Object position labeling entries
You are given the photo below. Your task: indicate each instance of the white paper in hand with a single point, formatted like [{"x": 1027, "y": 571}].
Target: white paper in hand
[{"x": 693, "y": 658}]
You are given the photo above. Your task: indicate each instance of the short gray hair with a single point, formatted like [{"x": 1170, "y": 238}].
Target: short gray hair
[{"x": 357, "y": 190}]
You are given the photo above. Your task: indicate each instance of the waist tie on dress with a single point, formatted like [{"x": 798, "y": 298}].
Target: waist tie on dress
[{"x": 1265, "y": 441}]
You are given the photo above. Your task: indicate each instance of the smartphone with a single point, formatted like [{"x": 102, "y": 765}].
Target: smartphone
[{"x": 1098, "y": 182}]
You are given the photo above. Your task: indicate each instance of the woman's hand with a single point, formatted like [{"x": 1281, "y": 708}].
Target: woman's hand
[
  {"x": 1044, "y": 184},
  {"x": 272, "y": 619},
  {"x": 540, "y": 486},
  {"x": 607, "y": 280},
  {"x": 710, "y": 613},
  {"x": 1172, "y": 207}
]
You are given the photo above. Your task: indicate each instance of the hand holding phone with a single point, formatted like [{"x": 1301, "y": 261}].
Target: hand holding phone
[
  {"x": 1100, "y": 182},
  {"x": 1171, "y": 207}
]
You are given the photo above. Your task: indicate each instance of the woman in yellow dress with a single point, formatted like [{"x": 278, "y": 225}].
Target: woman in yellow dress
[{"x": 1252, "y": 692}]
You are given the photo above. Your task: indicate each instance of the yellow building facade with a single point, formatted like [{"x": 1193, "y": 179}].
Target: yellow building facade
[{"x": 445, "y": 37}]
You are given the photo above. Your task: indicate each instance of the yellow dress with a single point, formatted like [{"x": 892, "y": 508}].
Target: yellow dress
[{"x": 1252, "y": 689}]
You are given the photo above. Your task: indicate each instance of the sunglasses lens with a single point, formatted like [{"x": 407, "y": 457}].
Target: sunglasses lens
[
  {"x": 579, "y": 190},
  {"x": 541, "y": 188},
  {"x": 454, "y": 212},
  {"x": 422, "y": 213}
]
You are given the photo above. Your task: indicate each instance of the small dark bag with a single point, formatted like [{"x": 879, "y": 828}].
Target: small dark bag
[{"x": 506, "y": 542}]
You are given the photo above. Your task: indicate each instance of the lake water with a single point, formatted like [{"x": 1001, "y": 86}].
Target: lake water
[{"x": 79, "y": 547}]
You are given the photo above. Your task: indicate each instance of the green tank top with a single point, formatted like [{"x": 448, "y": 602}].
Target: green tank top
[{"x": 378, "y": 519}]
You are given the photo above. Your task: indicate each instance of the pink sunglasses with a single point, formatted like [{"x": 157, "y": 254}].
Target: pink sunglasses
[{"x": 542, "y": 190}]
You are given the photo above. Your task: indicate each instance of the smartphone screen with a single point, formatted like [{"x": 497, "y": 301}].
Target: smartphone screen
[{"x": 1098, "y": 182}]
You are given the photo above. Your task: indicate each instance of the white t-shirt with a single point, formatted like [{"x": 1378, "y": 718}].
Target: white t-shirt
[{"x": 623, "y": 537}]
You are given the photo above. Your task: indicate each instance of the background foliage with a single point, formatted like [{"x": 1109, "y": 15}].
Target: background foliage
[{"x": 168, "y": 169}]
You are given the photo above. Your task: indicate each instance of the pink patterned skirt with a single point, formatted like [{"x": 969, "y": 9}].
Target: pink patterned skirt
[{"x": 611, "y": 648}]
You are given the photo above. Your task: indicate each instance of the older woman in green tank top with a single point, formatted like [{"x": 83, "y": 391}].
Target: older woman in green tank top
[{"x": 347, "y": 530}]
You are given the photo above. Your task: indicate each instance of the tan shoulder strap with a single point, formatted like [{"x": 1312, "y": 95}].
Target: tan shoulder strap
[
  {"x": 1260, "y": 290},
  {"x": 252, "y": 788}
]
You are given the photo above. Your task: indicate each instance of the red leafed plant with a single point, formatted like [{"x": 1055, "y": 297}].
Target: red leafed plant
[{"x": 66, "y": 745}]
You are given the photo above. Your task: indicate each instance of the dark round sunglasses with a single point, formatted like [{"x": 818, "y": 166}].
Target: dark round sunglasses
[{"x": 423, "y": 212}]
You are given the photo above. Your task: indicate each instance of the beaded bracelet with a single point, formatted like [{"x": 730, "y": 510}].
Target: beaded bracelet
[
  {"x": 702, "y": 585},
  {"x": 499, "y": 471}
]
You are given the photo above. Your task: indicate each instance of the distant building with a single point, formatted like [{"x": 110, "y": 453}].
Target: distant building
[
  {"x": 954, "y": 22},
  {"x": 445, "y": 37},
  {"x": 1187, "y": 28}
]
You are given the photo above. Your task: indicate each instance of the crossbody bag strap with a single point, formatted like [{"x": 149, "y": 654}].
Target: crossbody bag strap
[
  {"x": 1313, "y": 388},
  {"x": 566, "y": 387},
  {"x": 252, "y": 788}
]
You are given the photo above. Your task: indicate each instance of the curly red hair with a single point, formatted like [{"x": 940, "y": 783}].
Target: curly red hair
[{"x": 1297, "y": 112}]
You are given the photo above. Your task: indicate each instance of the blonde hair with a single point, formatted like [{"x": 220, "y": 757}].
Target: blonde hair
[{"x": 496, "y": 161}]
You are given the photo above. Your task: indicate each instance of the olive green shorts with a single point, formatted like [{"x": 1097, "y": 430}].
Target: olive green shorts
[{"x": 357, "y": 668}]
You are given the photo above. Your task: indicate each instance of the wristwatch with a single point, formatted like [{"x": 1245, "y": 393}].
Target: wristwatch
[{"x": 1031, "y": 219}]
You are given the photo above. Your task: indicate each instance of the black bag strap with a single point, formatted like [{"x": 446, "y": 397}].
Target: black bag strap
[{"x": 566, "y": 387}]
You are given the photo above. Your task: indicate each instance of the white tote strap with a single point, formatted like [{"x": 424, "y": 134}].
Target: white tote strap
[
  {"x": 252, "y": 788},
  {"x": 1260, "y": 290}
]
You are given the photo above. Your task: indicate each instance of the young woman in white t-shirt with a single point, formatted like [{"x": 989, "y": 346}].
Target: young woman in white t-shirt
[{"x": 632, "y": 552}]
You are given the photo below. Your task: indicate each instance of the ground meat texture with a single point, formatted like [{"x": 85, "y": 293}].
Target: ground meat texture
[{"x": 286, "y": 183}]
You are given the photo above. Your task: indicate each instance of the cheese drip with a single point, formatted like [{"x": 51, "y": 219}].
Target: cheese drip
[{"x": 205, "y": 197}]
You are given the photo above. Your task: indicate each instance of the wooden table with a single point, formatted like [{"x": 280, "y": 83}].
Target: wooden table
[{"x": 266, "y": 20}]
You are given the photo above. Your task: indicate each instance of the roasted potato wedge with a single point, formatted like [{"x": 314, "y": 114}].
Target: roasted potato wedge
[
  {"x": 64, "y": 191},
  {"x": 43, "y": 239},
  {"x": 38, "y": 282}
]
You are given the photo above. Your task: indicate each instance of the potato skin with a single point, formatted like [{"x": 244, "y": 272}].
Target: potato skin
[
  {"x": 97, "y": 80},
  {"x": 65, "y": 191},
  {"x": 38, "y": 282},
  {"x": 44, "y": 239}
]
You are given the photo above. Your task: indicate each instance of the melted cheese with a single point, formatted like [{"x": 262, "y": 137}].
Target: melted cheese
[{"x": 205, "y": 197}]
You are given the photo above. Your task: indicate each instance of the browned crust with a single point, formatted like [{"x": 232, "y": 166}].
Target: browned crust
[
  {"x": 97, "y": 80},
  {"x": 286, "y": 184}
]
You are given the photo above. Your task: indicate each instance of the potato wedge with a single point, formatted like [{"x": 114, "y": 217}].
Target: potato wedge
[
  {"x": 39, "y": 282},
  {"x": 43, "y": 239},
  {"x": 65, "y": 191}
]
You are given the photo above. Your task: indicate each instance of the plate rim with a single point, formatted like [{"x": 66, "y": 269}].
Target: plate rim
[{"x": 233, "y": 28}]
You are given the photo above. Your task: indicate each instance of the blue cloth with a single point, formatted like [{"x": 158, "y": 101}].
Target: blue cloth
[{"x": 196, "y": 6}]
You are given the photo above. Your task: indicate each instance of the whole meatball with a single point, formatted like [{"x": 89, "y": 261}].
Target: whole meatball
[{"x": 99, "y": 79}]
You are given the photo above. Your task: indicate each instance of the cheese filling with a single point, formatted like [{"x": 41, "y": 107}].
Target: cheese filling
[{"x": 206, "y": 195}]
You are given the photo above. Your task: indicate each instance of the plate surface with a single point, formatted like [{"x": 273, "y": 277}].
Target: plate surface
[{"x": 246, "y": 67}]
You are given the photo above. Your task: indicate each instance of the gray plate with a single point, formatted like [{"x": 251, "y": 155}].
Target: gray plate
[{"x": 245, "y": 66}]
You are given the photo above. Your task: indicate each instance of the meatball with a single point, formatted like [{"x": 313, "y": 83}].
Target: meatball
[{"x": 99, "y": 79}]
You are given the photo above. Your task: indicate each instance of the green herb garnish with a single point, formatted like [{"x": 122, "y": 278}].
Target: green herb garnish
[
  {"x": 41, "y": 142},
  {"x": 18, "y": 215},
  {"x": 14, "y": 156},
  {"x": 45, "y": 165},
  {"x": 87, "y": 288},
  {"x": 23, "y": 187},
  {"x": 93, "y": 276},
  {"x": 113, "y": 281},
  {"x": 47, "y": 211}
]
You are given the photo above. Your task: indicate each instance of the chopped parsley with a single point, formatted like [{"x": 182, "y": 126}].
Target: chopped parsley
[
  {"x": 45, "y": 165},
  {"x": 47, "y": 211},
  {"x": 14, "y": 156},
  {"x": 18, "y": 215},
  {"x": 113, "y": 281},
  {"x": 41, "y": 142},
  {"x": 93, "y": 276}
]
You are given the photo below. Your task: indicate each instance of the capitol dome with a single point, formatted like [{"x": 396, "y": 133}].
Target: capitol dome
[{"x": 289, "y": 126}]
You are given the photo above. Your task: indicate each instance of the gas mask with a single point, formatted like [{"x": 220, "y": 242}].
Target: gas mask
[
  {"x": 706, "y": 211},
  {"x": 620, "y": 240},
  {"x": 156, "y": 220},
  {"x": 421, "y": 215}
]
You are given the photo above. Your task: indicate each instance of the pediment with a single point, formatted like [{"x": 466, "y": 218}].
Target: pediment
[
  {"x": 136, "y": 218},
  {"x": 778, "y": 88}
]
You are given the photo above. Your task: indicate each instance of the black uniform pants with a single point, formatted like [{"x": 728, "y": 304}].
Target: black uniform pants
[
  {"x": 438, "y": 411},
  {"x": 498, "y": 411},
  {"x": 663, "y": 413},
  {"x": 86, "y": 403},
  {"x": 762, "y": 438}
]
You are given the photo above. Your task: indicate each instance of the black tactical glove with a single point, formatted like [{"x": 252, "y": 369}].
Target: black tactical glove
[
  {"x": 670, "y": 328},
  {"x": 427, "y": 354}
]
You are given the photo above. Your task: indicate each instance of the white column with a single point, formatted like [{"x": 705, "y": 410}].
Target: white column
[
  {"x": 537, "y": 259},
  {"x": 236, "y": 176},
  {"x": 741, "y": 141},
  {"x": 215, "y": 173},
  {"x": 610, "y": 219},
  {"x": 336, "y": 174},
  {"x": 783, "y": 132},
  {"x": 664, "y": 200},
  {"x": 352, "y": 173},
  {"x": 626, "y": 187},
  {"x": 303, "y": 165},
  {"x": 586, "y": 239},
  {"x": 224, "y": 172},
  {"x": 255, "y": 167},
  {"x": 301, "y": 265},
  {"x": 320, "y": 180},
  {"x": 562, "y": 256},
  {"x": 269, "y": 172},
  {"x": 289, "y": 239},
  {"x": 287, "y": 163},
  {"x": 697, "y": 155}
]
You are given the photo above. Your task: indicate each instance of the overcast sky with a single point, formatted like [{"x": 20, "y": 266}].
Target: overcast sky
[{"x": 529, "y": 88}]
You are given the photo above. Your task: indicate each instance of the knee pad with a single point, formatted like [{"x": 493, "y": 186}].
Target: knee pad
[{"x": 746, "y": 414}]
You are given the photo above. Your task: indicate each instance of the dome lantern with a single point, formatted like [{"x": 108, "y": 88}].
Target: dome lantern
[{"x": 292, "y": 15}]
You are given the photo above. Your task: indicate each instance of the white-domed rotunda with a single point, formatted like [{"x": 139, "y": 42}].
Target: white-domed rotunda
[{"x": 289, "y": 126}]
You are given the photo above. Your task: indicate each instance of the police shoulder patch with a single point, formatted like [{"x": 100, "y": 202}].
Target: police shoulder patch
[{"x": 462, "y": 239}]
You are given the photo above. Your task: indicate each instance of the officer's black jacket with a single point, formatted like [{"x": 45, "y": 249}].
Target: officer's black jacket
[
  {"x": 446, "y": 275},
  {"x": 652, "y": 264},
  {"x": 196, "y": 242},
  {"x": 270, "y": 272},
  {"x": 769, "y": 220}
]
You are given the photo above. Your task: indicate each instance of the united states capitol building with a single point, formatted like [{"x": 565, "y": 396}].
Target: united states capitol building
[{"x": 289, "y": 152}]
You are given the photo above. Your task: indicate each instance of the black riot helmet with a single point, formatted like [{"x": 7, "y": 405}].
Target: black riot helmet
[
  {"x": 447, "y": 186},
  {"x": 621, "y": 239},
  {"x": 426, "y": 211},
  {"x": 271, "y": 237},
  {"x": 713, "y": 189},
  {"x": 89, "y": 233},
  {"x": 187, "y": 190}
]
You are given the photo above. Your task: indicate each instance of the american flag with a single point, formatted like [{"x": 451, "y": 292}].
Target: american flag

**WHAT IS ASKED:** Put everything from the line containing "of the american" down to the end of the entries above into a Markdown table with the columns Row and Line, leaving out blank lines.

**CORRECT RESULT:**
| Row | Line |
|---|---|
| 1 | You are given the photo above. Your task: indicate each instance of the american flag with a single point, formatted like [{"x": 451, "y": 292}]. |
| 2 | Target: american flag |